> _Dokumen Sumber_
|---|

KISAH Tersembunyi Soe Hok Gie dan Prabowo: Aktivis Bawah Tanah dan Sepatu Gunung

- Senin, 11 Agustus 2025 | 07:10 WIB
KISAH Tersembunyi Soe Hok Gie dan Prabowo: Aktivis Bawah Tanah dan Sepatu Gunung




PARADAPOS.COM - Prabowo Subianto, sebelum menjadi Presiden ke-8 RI, dikenal luas sebagai tentara. 


Tapi, yang tak banyak diketahui adalah, saat muda ia berteman akrab dengan aktivis legendaris Soe Hok Gie.


Soe Hok Gie sendiri, nama yang terpatri sebagai simbol perlawanan dan idealisme kaum muda terhadap ketidakadilan.


Sementara Prabowo, figur sentral dalam panggung militer dan politik Indonesia selama puluhan tahun.


Dua nama yang seolah berdiri di kutub berlawanan dalam sejarah bangsa.


Namun, tak banyak yang tahu, di balik citra mereka yang kontras, tersimpan sebuah kisah persahabatan yang unik, kompleks, dan berakhir tragis.


Gie adalah ikon generasi muda era 1960-an yang dengan lantang menentang kekuasaan Orde Lama.


Namun, di tengah gejolak pergerakannya, ia menjalin pertemanan dengan seorang anak muda yang kelak menjadi salah satu tokoh paling berpengaruh di negeri ini: Prabowo Subianto.

|---|

> _Soal_
Tuliskan kembali bagian artikel tentang Soe Hok Gie dan Prabowo tanpa mengubah satu kata pun, mulai dari "- Senin, 11" dan terus sampai "muda terhadap ketidakadilan.". Daftar di bawah ini sama sekali tidak dipakai di sini.

> _Informasi yang Diberikan_

|---|

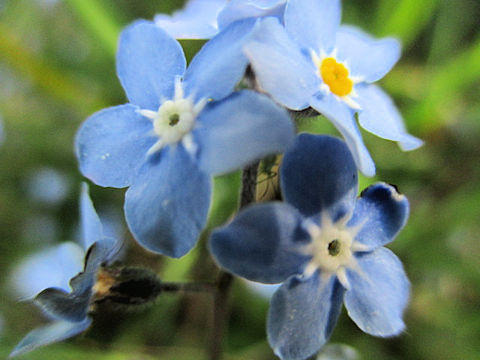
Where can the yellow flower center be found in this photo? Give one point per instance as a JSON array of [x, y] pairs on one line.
[[335, 75]]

|---|

> _Hasil Tugas_
- Senin, 11 Agustus 2025 | 07:10 WIB
KISAH Tersembunyi Soe Hok Gie dan Prabowo: Aktivis Bawah Tanah dan Sepatu Gunung




PARADAPOS.COM - Prabowo Subianto, sebelum menjadi Presiden ke-8 RI, dikenal luas sebagai tentara. 


Tapi, yang tak banyak diketahui adalah, saat muda ia berteman akrab dengan aktivis legendaris Soe Hok Gie.


Soe Hok Gie sendiri, nama yang terpatri sebagai simbol perlawanan dan idealisme kaum muda terhadap ketidakadilan.